◆ QUESTIONS ◆
1. Please rewrite the stretch of the Bluesky text from "So, what to" through "bunch of trade-offs.", putting "compromises" in place of "trade-offs".
2. In the Bluesky text, which services pretend to be Google and serve paywalled content without the paywall?

◆ PROVIDED TEXT ◆
I also value the idea that people should be able to use a snippet of a movie or some gameplay when critiquing or reviewing it. I believe this type of work is transformative, but some copyright holders hate it. I don’t think the copyright holder should always get the final say in how their works are used. Everything is a remix, as they say.

However you feel about all of this, it would be nice to at least have some of the options available on the public web. Something like a robots.txt for Bluesky would be welcome, and the Bluesky team say they’re looking at ways to do this. But, like robots.txt, I think this will end up being more of a suggestion than a roadblock. The whole Bluesky system is engineered to be open.

I’ve done work for companies that have paywalled content. You want regular visitors to pay for that content, but you also want Google to be able to index it. In many cases, leaving the door open for Google also leave it open to services like Archive.is or 12ft.io. They pretend to be Google, slurp up the content, and serve it paywall-free. There are ways to prevent this, but it’s a game of cat and mouse. If the Bluesky team come up with a solution, I suspect it will have similar issues.

So, what to make of all this? Mostly, I think it’s good for more people to understand that Bluesky is extremely open. If you’re posting content there, do so with the knowledge that anyone can access it in bulk. This could potentially lead to very cool things, but it’s equally possible people might do things with it that you might not like. It sure would be nice if people only consumed your works in the way you preferred. On the other hand, I think fair use is important and it’s possible it doesn’t align with all of your preferences. Like everything, it’s a bunch of trade-offs.

It’s also possible that, like the idea of the semantic web, the openness of Bluesky’s protocol might be too idealistic. I guess we’ll all find out together how this shakes out.

◆ DATA EXTRACTS ◆
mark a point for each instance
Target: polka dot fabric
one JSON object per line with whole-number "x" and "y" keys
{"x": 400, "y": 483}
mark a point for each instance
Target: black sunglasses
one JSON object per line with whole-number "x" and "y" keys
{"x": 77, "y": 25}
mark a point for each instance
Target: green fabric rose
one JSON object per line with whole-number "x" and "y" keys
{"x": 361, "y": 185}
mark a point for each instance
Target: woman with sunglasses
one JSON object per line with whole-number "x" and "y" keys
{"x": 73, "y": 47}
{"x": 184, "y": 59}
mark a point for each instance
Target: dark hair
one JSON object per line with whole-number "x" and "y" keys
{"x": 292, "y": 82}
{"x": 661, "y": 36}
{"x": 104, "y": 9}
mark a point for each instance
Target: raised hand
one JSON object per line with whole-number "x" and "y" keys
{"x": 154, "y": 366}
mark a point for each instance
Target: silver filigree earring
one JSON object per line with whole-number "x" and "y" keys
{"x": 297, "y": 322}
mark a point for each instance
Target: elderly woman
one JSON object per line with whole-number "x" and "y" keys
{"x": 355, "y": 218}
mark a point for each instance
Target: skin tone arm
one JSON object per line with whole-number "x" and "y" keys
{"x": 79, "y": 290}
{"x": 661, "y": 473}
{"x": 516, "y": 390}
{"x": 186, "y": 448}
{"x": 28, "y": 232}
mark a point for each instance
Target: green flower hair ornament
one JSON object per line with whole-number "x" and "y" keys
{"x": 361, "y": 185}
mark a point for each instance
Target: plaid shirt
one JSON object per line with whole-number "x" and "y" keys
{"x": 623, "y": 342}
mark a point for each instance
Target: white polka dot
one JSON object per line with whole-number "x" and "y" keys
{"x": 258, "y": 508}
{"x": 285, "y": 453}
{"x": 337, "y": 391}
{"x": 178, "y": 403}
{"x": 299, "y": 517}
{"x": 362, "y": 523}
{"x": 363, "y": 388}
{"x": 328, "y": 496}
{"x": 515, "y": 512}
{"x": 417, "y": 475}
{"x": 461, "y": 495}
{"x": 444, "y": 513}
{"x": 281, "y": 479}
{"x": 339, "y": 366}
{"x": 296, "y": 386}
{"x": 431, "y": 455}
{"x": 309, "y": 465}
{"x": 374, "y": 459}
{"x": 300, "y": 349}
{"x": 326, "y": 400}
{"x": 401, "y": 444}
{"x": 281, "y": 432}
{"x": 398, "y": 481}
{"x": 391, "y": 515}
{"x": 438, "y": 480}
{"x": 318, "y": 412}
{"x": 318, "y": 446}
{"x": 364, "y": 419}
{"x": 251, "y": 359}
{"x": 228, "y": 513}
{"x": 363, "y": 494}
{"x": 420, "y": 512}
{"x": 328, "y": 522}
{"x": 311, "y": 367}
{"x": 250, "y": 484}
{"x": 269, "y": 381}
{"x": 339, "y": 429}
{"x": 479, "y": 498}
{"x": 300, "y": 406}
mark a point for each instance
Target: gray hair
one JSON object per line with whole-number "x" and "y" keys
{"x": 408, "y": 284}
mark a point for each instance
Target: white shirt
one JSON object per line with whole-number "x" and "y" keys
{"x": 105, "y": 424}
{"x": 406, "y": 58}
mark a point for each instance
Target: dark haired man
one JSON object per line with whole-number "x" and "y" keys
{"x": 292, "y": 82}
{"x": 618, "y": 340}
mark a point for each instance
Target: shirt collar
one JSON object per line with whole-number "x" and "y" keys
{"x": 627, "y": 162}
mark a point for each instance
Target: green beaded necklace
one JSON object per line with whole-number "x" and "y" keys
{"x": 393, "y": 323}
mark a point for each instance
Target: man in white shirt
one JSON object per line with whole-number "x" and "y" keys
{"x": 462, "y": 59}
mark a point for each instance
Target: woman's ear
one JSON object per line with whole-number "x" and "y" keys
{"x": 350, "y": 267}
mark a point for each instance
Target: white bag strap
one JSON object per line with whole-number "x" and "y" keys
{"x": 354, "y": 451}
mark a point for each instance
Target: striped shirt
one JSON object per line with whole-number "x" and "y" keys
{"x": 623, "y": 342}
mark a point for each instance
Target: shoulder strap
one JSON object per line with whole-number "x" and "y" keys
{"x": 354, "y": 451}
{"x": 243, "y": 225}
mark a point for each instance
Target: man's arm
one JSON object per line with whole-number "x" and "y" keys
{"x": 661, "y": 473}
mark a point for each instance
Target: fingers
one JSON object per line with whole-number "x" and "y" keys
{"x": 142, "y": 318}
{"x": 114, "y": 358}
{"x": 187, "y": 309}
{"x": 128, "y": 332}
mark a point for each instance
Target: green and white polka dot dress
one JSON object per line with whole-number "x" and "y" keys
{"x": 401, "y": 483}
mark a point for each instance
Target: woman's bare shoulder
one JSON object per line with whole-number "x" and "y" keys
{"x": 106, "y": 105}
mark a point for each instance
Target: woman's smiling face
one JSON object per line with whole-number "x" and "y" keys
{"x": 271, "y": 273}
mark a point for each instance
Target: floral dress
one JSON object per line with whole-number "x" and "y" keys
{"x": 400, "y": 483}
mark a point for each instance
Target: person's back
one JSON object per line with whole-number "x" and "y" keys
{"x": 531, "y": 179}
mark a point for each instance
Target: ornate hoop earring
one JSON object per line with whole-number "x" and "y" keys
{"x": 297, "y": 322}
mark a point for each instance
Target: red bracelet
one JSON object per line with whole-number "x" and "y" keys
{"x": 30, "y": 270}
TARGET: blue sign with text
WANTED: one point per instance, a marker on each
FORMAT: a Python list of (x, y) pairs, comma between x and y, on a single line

◆ PROBLEM SOLUTIONS ◆
1.
So, what to make of all this? Mostly, I think it’s good for more people to understand that Bluesky is extremely open. If you’re posting content there, do so with the knowledge that anyone can access it in bulk. This could potentially lead to very cool things, but it’s equally possible people might do things with it that you might not like. It sure would be nice if people only consumed your works in the way you preferred. On the other hand, I think fair use is important and it’s possible it doesn’t align with all of your preferences. Like everything, it’s a bunch of compromises.

2. Archive.is and 12ft.io